══ SOURCE TEXT

Re: running map tasks in remote node

Harsh J Sun, 25 Aug 2013 08:08:43 -0700

In a multi-node mode, MR requires a distributed filesystem (such as
HDFS) to be able to run.


On Sun, Aug 25, 2013 at 7:59 PM, rab ra <[email protected]> wrote:
> Dear Yong,
>
> Thanks for your elaborate answer. Your answer really make sense and I am
> ending something close to it expect shared storage.
>
> In my usecase, I am not allowed to use any shared storage system. The reason
> being that the slave nodes may not be safe for hosting sensible data.
> (Because, they could belong to different enterprise, may be from cloud) I do
> agree that we still need this data on the slave node while doing processing
> and hence need to transfer the data from the enterprise node to the
> processing nodes. But that's ok as this is better than using the slave nodes
> for storage. If I can use shared storage then I could use hdfs itself. I
> wrote simple example code with 2 node cluster setup and was testing various
> input formats such as WholeFileInputFormat, NLineInputFormat,
> TextInputFormat. I faced issues when I do not want to use shared storage as
> I explained in my last email. I was thinking that having the input file in
> the master node (job tracker) is sufficient and it will send portion of the
> input file to the map process in the second node (slave). But this was not
> the case as the method setInputPath() (and map reduce system) expect this
> path is a shared one.  All these my observations lead to straightforward
> question that "Is map reduce system expect a shared storage system ? And
> that input directories need to be present in that shared system? Is there a
> workaround for this issue?". Infact,I am prepared to use hdfs just for
> convincing map reduce system and feed input to it. And for actual processing
> I shall end up transferring the required data files to the slave nodes.
>
> I do note that I cannot enjoy the advantages that comes with hdfs such as
> data replication, data location aware system etc.
>
>
> with thanks and regards
> rabmdu
>
>
>
>
>
>
>
> On Fri, Aug 23, 2013 at 7:41 PM, java8964 java8964 <[email protected]>
> wrote:
>>
>> It is possible to do what you are trying to do, but only make sense if
>> your MR job is very CPU intensive, and you want to use the CPU resource in
>> your cluster, instead of the IO.
>>
>> You may want to do some research about what is the HDFS's role in Hadoop.
>> First but not least, it provides a central storage for all the files will be
>> processed by MR jobs. If you don't want to use HDFS, so you need to
>> identify a share storage to be shared among all the nodes in your cluster.
>> HDFS is NOT required, but a shared storage is required in the cluster.

════
══ MATERIAL PROVIDED

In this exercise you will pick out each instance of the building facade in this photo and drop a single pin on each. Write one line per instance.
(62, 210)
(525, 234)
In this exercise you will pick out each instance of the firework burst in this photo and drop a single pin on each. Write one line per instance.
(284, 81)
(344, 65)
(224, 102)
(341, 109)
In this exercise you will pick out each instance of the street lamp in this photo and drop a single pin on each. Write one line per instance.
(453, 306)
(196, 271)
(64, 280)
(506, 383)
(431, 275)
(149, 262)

════

**GIVEN PROBLEM:** Reproduce word for word the stretch of the MapReduce thread from "Re: running map" through "able to run.".

**RESULT OF THE TASK:**
Re: running map tasks in remote node

Harsh J Sun, 25 Aug 2013 08:08:43 -0700

In a multi-node mode, MR requires a distributed filesystem (such as
HDFS) to be able to run.